_INSTRUCTION 1:_
Do the following statements agree with the email about the RISC-V I/O library? For each, answer yes or no and quote the deciding words of the email. (a) The writer prefers using IoLibArm.c in the [Source.RISCV64] section. (b) The writer wants a file that conforms with the current source file organization under BaseIoLibIntrinsics. (c) The writer says they will check with maintainers.
_INSTRUCTION 2:_
Can you carry on the email about the RISC-V I/O library from the point where it stops?

_READING PASSAGE:_
________________________
On Oct 2, 2019, at 11:14 AM, Abner Chang <abner.chang@hpe.com> wrote:

Thanks Leif, let me check with maintainers.

Hi Mike and Liming,
How do you think about to use IoLibArm as the I/O lib instance for RISC-V arch? I personally don't like to use IoLibArm.c in [Source.RISCV64] section, instead I would like to use IoLibRiscV.c which conform with current source file organization under BaseIoLibIntrinsics. What's your preference?
________________________
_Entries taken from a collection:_

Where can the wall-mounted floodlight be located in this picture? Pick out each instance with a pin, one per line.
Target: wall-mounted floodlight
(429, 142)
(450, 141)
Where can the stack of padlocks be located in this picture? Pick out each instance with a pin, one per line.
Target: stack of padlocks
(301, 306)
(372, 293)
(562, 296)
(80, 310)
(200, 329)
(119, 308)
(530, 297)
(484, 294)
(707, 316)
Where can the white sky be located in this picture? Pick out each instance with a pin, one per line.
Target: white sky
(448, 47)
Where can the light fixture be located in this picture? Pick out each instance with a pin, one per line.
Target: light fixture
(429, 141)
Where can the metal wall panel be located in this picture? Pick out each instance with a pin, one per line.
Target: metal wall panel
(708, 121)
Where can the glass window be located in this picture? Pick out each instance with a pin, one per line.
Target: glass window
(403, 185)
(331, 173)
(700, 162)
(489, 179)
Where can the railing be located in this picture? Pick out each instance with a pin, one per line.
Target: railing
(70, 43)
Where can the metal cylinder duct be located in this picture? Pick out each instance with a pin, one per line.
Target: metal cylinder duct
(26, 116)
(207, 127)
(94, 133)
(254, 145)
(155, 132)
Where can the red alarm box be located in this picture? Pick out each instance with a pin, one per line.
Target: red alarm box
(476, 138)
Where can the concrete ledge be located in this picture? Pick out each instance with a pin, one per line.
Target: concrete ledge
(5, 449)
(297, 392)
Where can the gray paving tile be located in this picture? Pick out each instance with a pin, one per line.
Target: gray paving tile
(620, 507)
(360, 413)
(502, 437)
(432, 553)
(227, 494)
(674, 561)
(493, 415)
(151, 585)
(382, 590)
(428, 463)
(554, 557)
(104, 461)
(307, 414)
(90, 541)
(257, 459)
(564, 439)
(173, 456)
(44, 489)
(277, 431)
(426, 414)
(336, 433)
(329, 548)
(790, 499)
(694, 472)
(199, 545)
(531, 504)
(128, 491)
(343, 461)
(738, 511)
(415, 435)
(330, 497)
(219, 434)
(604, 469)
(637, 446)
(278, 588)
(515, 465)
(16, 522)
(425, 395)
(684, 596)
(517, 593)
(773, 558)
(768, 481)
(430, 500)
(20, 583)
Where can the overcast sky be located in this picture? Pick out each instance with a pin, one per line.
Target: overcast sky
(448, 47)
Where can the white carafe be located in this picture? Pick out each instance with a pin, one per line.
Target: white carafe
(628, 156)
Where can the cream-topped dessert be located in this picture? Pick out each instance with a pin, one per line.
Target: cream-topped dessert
________________________
_EXERCISE RESPONSE 1:_
(a) No: "I personally don't like to use IoLibArm.c in [Source.RISCV64] section"
(b) Yes: "I would like to use IoLibRiscV.c which conform with current source file organization under BaseIoLibIntrinsics"
(c) Yes: "let me check with maintainers"

_EXERCISE RESPONSE 2:_
Abner,

So is the plan to just copy IoLibArm.c to IoLibRiskV.c? I kind of agree with Leif that having two copies of the same thing does not make sense. I do see your point about naming, but maybe the issue the IoLibArm.c name. I don't see anything ARM specific in  IoLibArm.c it seems to me it is generic C code for a platform that does not have IO Ports. So I guess we could just change the file name of IoLibArm.c to IoLibNoIo.c and have ARM and RISC-V point at the common file?

Thanks,

Andrew Fish

Thanks
Abner

-----Original Message-----
From: Leif Lindholm [mailto:leif.lindholm@linaro.org]
Sent: Wednesday, October 2, 2019 5:13 PM
To: Chang, Abner (HPS SW/FW Technologist) <abner.chang@hpe.com>
Cc: devel@edk2.groups.io; Philippe Mathieu-Daudé <philmd@redhat.com>
Subject: Re: [edk2-devel] [edk2-staging/RISC-V-V2 PATCH v2 09/29]
MdePkg/BaseIoLibIntrinsic: RISC-V I/O intrinsic functions.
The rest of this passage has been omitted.